Document excerpt:
Can’t you see how toxic devices really are? It’s ok to be bored...

Children are spending a growing amount of time on the internet, on social media and online gaming.
As we sat in a restaurant waiting for our meal to arrive, my friend and I idly watched a family with young children arrive at a nearby table. Two of the kids, aged about eight and 10, carried their own tablets in with them. The third, a toddler, was eased into a high-chair and handed another tablet.
“Why are the children on all these screens?” I asked my friend.
“The parents don’t want them to get bored while they’re waiting to be served,” she explained.
“So why not, like, talk to the children?” I asked, a bit nonplussed.
Why not, indeed, my friend said.
I looked over at the table again. Both parents were now staring intently into their phones. All three children were also staring intently into their screens.
Even the toddler was oblivious to everything but the brightly-coloured cartoon characters squeaking on her screen.
God, I thought, what a downer.
I recalled a visit to a food-market while on an assignment in Nepal years ago. The stall-holders were selling and chatting to their customers while their young children squatted patiently on their heels nearby, looking around, taking everything in, murmuring to one another and occasionally being called into service by their parents.
They were not bored. They were being.
“Why are parents so terrified of children becoming bored?” I asked my friend.
They’re afraid they’d throw tantrums, she answered.
“A ten-year-old throwing tantrums?” I asked.
“Oh yes,” my friend said. “Believe me, I’ve seen it.”
I thought about that for a second.
“But why?” I asked.
“Because they’re bored,” she said patiently.

Try it: Reproduce the passage of the piece about children and screens starting at "I looked over" and ending at "what a downer.", word for word.

Provided records:
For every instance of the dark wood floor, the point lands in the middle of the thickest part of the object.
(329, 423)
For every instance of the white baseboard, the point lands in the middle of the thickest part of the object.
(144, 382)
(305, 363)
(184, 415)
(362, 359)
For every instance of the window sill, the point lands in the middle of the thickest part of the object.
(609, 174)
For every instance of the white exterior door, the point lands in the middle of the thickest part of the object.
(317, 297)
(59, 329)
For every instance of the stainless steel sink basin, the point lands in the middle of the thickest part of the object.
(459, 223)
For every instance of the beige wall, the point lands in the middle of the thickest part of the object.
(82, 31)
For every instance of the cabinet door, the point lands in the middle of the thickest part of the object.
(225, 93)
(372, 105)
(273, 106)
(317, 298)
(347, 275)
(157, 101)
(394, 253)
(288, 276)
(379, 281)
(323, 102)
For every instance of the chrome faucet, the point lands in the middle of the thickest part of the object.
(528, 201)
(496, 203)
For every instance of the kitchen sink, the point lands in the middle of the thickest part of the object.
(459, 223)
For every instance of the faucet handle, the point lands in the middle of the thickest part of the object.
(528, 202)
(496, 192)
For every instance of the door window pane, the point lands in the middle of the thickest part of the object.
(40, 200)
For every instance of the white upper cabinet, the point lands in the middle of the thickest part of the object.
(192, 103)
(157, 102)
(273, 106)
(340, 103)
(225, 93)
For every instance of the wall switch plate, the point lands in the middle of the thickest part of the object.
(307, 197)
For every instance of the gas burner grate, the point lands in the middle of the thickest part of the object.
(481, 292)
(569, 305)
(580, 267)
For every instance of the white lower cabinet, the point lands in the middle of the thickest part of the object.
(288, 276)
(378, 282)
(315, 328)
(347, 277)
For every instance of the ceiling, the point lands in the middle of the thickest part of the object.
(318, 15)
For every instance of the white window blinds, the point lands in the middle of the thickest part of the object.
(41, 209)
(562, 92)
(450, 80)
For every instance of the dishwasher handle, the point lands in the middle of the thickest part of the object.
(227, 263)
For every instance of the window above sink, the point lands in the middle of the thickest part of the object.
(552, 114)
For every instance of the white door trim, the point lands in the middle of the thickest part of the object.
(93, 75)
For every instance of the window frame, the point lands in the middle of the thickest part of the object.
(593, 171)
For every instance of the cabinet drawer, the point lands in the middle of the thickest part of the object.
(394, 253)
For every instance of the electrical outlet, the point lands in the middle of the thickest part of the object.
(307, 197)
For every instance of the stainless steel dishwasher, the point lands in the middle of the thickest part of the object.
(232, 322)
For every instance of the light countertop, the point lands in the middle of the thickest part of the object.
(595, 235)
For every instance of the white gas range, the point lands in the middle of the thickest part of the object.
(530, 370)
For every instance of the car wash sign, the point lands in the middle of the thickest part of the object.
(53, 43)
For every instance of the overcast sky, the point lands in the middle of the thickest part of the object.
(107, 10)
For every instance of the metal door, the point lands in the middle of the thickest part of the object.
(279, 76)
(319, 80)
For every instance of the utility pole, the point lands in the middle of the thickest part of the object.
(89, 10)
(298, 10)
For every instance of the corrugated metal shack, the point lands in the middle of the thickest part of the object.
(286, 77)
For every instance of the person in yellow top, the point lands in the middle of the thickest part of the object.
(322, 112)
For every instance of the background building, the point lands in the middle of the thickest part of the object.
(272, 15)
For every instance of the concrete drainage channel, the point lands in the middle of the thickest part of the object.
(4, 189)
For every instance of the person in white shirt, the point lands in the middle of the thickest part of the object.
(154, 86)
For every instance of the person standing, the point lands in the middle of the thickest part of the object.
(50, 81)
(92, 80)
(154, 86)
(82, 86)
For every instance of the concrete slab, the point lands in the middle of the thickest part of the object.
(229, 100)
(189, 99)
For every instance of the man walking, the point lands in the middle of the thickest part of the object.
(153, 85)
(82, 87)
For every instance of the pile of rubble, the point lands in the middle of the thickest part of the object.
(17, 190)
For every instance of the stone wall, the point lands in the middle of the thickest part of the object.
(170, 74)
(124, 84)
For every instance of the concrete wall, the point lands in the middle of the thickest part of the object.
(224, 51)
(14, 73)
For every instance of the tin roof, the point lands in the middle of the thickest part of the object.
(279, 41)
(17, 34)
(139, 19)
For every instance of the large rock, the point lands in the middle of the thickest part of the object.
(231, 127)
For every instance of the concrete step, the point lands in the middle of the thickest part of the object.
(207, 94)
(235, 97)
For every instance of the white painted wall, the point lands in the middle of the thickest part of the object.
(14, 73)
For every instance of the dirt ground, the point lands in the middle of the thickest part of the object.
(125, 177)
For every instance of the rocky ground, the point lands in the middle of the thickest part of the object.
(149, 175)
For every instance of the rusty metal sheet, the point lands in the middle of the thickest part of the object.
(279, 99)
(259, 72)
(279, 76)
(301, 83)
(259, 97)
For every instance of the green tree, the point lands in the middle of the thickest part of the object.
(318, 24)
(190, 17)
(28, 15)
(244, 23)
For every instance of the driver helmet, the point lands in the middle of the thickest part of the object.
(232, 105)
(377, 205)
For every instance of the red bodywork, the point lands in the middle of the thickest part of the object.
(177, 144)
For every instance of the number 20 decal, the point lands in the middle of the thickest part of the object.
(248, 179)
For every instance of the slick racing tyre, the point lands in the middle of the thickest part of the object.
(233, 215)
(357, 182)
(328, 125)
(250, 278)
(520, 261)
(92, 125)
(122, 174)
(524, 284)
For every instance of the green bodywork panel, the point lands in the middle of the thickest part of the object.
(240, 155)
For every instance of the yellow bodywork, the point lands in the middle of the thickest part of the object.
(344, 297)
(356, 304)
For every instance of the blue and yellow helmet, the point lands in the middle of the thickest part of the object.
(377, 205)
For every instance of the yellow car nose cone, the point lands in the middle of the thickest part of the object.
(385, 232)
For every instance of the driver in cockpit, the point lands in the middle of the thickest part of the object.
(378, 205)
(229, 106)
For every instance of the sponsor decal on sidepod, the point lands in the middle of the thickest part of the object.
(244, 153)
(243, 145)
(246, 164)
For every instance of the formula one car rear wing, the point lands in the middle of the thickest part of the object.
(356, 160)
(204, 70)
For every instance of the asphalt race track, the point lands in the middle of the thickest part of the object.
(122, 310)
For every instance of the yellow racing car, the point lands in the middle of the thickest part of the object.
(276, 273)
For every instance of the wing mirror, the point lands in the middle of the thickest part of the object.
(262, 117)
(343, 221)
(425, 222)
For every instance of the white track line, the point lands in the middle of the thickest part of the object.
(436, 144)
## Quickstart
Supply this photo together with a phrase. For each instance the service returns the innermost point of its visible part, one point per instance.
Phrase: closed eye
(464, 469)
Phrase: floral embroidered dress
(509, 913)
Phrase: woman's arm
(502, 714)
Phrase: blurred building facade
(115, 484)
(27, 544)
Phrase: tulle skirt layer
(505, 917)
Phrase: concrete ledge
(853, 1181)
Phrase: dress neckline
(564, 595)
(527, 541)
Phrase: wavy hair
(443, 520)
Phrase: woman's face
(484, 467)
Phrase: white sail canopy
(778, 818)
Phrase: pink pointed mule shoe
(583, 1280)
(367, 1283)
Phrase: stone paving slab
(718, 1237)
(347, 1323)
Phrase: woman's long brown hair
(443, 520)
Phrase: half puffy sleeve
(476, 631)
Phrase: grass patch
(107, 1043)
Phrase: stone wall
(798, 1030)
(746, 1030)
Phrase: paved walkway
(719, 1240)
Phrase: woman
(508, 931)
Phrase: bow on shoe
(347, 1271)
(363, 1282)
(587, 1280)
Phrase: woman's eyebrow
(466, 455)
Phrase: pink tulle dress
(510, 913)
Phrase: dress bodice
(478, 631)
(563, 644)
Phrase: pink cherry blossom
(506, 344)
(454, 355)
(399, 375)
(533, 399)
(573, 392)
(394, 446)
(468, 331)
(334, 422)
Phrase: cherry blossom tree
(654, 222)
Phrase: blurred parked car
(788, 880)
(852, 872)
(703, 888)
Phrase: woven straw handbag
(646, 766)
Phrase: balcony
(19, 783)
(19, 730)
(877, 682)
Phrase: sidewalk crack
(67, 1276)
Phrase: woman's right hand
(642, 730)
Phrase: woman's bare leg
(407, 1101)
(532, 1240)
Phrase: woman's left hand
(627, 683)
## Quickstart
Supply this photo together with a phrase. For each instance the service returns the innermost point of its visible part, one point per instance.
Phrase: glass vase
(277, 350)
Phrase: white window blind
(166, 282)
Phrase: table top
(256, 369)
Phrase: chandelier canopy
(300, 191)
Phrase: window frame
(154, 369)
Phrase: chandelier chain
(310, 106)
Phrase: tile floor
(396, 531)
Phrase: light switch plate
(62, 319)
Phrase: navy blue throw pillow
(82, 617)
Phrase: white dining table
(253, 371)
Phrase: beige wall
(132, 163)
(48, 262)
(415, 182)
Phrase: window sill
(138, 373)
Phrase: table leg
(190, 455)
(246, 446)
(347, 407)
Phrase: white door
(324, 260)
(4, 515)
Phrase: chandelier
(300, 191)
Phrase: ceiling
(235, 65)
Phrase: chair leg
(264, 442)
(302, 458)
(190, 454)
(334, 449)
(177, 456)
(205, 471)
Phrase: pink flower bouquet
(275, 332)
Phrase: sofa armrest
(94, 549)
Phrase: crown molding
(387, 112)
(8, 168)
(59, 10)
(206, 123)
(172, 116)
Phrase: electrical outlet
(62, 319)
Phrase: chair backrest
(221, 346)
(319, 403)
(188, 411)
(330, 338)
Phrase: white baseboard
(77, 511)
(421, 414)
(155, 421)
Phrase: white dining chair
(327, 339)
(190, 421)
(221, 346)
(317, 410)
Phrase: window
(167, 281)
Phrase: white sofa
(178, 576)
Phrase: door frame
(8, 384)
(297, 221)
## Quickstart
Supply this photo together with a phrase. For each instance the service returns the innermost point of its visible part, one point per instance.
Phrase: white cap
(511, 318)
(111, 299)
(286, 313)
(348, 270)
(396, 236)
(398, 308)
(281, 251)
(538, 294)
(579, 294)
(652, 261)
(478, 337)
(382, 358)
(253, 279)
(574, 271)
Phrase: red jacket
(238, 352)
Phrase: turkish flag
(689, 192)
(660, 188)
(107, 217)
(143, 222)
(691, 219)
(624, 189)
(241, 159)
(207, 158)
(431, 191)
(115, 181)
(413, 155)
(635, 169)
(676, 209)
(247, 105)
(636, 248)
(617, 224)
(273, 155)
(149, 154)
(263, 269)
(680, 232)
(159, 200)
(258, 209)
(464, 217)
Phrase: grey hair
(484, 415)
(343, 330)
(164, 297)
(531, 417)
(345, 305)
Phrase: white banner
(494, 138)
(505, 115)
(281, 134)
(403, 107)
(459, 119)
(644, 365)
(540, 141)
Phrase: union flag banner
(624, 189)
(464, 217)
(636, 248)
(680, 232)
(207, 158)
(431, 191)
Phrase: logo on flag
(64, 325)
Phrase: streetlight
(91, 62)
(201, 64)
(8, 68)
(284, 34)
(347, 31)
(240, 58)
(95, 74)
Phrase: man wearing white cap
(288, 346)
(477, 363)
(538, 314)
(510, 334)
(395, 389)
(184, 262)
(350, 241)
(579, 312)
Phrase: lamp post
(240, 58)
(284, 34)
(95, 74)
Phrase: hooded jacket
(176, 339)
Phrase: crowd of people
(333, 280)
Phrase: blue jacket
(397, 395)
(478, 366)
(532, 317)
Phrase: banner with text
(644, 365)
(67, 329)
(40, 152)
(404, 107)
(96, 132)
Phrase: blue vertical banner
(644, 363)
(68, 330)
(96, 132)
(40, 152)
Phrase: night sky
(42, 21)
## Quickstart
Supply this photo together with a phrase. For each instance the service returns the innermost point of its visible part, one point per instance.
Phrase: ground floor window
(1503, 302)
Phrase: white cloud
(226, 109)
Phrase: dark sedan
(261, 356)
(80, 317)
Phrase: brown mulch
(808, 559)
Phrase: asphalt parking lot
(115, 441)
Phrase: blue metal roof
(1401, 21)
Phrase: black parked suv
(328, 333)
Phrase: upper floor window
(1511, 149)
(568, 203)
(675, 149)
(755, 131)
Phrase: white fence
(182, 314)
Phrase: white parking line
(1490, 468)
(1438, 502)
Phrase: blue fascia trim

Task answer:
I looked over at the table again. Both parents were now staring intently into their phones. All three children were also staring intently into their screens.
Even the toddler was oblivious to everything but the brightly-coloured cartoon characters squeaking on her screen.
God, I thought, what a downer.